--- READING PASSAGE ---
Mild-mannered he is not. If Jaap van Zweden were a dinner-party guest, he might dominate table chatter, slide headlong into controversy, and hold forth in a self-important if good-humored tone.
As it was, leading the Philadelphia Orchestra in Friday night's all-Russian program, the 51-year-old Dutchman was one of those guests trailing disagreement in his wake while still managing to leave you feeling more stimulated than riled.
His most questionable piece of judgment on the podium in Verizon Hall was the sprint through the last movement of Tchaikovsky's Symphony No. 4. The pace was simply ridiculous. A strung-together series of blurs does not a legitimate artistic statement make. Elsewhere, however, his interpretive sympathies revealed a lively artistic soul with a fine ear for ensemble.
Music director of the Dallas Symphony Orchestra since 2008, van Zweden started, at age 19, as concertmaster of the Royal Concertgebouw Orchestra. Do such credentials give him any special insight or authority in shaping strings? Simon Rattle was a percussionist, Riccardo Muti a pianist; a conductor's instrumental rearing makes for a weak correlation to string savvy on the podium.
Van Zweden, though, reached a rarefied sonic stratum in Rudolf Barshai's 1960 string-orchestra arrangement of Shostakovich's String Quartet No. 8, redubbed the Opus 110a Chamber Symphony. The piece is actually two generations of repurposing, as Shostakovich wrought his string quartet from previous thematic material (the Symphony No. 5 and Cello Concerto No. 1, among many other works).

--- RECORD LIST ---
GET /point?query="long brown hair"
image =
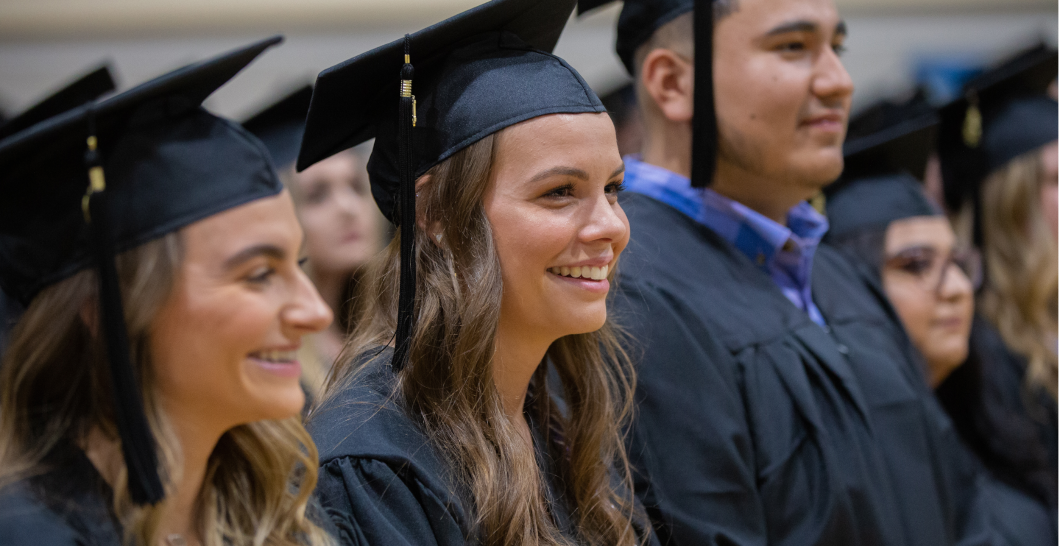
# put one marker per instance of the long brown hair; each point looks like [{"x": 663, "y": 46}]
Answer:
[
  {"x": 259, "y": 477},
  {"x": 448, "y": 385},
  {"x": 1022, "y": 292}
]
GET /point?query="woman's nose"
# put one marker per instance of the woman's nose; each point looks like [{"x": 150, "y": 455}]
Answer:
[{"x": 307, "y": 313}]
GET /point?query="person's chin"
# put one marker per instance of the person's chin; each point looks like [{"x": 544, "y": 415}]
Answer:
[
  {"x": 585, "y": 320},
  {"x": 824, "y": 169},
  {"x": 276, "y": 403}
]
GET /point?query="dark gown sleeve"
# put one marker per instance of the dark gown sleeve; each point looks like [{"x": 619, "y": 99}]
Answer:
[
  {"x": 372, "y": 504},
  {"x": 25, "y": 522},
  {"x": 689, "y": 406}
]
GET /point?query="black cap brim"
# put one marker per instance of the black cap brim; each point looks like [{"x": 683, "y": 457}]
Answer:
[{"x": 337, "y": 119}]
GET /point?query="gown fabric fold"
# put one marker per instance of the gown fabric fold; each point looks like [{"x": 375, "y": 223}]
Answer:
[
  {"x": 757, "y": 426},
  {"x": 383, "y": 482}
]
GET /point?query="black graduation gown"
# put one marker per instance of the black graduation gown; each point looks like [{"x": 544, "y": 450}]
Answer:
[
  {"x": 69, "y": 506},
  {"x": 1013, "y": 433},
  {"x": 1007, "y": 371},
  {"x": 757, "y": 426},
  {"x": 381, "y": 480}
]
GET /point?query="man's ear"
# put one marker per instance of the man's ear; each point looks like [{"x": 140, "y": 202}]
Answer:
[{"x": 669, "y": 78}]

--- DIRECTION ---
Could you reproduce the concert review word for word, between "Mild-mannered he is" and "ear for ensemble.", inclusive?

--- CORRECT OUTPUT ---
Mild-mannered he is not. If Jaap van Zweden were a dinner-party guest, he might dominate table chatter, slide headlong into controversy, and hold forth in a self-important if good-humored tone.
As it was, leading the Philadelphia Orchestra in Friday night's all-Russian program, the 51-year-old Dutchman was one of those guests trailing disagreement in his wake while still managing to leave you feeling more stimulated than riled.
His most questionable piece of judgment on the podium in Verizon Hall was the sprint through the last movement of Tchaikovsky's Symphony No. 4. The pace was simply ridiculous. A strung-together series of blurs does not a legitimate artistic statement make. Elsewhere, however, his interpretive sympathies revealed a lively artistic soul with a fine ear for ensemble.